### ENTRIES PROVIDED ###
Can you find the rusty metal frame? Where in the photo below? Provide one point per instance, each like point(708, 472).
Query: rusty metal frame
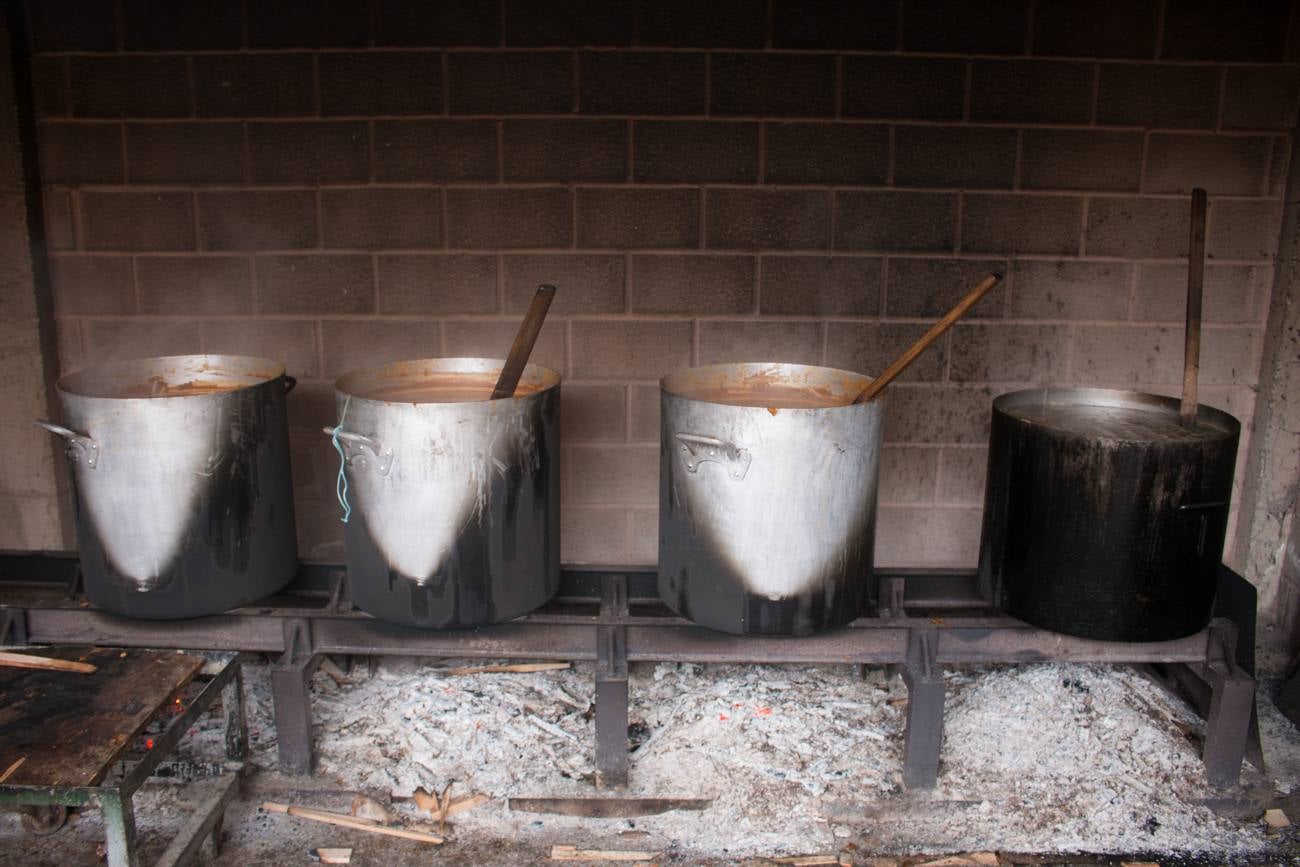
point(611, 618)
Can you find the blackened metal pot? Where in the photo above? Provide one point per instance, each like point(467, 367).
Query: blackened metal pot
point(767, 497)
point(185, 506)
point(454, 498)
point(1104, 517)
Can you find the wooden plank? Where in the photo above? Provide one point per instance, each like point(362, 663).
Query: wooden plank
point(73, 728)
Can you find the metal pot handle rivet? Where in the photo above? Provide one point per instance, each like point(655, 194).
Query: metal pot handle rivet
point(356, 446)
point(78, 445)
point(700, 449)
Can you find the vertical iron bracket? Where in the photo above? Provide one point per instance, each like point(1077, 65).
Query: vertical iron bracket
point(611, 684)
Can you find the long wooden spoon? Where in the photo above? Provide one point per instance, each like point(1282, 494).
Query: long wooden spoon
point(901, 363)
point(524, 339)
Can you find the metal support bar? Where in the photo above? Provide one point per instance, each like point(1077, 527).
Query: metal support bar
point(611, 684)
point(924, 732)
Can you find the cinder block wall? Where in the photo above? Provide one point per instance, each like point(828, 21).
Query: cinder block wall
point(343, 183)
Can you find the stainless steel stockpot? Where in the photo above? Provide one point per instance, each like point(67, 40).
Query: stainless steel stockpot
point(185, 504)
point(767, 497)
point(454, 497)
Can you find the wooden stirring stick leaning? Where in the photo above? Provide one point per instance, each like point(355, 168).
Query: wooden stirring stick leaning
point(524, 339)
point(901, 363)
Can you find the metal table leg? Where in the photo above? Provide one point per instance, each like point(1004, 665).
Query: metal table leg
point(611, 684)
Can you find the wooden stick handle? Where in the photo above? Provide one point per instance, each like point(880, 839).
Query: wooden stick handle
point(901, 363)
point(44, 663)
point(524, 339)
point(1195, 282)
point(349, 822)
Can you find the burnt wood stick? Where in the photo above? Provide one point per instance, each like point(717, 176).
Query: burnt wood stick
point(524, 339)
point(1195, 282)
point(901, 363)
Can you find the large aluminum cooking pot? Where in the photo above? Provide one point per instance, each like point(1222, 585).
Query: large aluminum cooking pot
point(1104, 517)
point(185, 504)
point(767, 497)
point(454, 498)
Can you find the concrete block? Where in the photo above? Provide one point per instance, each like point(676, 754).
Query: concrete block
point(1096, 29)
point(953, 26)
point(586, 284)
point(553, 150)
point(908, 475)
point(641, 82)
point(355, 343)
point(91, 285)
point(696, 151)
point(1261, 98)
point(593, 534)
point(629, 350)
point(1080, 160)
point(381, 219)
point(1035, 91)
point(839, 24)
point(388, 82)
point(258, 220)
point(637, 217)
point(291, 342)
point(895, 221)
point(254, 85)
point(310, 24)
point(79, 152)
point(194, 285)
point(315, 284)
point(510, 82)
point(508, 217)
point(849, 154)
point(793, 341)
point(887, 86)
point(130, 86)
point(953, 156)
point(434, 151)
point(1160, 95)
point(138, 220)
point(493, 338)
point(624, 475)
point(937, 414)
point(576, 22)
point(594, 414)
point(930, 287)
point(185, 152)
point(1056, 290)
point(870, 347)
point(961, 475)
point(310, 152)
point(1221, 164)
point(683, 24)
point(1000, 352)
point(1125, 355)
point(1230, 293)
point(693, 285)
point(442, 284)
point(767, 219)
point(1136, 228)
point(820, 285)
###
● PROBLEM TO SOLVE: Could the entries above be printed again exactly, apart from the pictures?

● YOUR RESPONSE:
Can you find the rusty metal frame? Where in the photo below? Provide one point per instance, each like point(708, 472).
Query: rusty metal frame
point(611, 618)
Can you find the blackened metal pot? Where in the photo above? Provide one point per instance, each like point(467, 367).
Query: blackened metal pot
point(767, 497)
point(185, 506)
point(454, 498)
point(1104, 517)
Can you find the wooden plank? Where in the photo above? Provide one point per instance, each like point(362, 663).
Query: wooden plank
point(73, 728)
Can you find the metal pot handle rivet? Where in the photo above? Provide one point per instance, each like point(655, 194).
Query: metal pot handle rivet
point(356, 446)
point(78, 445)
point(700, 449)
Can you find the vertical iron bracket? Where in the photo above? Provide one point per instance, each like point(1077, 65).
Query: vertical iron bracket
point(611, 684)
Can you find the long wooden spoon? Where in the photo above? Provide one point per instance, each like point(1282, 494).
Query: long wooden spoon
point(901, 363)
point(524, 339)
Can you find the metal support bar? Where in the photo above? Provide one point per instance, each like point(1077, 527).
Query: metal support bar
point(611, 684)
point(924, 732)
Can you find the cinder block wall? Where in the photo above? Provide one point per instance, each like point(828, 21).
Query: cinder block wall
point(343, 183)
Can you find the stainless steel stockpot? Where in the photo above? Provide one point per instance, each like point(67, 40).
Query: stainless steel stockpot
point(185, 504)
point(767, 497)
point(454, 497)
Can you find the wooden stirring stick leaning? Where in the photo above? Provide one point per instance, each like point(355, 168).
Query: wooden stirring stick leaning
point(524, 339)
point(901, 363)
Can you find the metal table leg? Where in the photo above? Provide one point per instance, each like point(1004, 665).
Query: metal table leg
point(611, 684)
Can you find the wooden stick handle? Where in the photo above? Provide one point per instance, each like point(880, 839).
Query: wooden stick handle
point(901, 363)
point(44, 663)
point(524, 339)
point(1195, 282)
point(349, 822)
Can you find the burnt wood stick? Where in the photo above? Provide one point per instance, each like point(717, 176).
Query: burnt wood stick
point(524, 339)
point(1195, 282)
point(901, 363)
Can you find the large aluminum cooking pot? Where in the photo above? Provide one point per instance, each like point(1222, 585).
Query: large aluminum cooking pot
point(1104, 517)
point(185, 504)
point(767, 497)
point(454, 498)
Can you find the concrete block? Where in the photo above? Provide one point per instance, each like point(676, 754).
Query: concrete block
point(1096, 29)
point(953, 26)
point(586, 284)
point(553, 150)
point(908, 475)
point(641, 82)
point(355, 343)
point(91, 285)
point(696, 151)
point(1261, 98)
point(593, 534)
point(629, 350)
point(1080, 160)
point(381, 219)
point(1035, 91)
point(839, 24)
point(388, 82)
point(258, 220)
point(637, 217)
point(291, 342)
point(895, 221)
point(254, 85)
point(310, 24)
point(79, 152)
point(194, 285)
point(315, 284)
point(510, 82)
point(508, 217)
point(849, 154)
point(793, 341)
point(887, 86)
point(130, 86)
point(953, 156)
point(434, 151)
point(1160, 95)
point(138, 220)
point(493, 338)
point(624, 475)
point(937, 414)
point(576, 22)
point(594, 414)
point(930, 287)
point(185, 152)
point(1056, 290)
point(870, 347)
point(961, 475)
point(310, 152)
point(1221, 164)
point(683, 24)
point(1000, 352)
point(1125, 355)
point(1230, 293)
point(693, 285)
point(442, 284)
point(767, 219)
point(1136, 228)
point(820, 285)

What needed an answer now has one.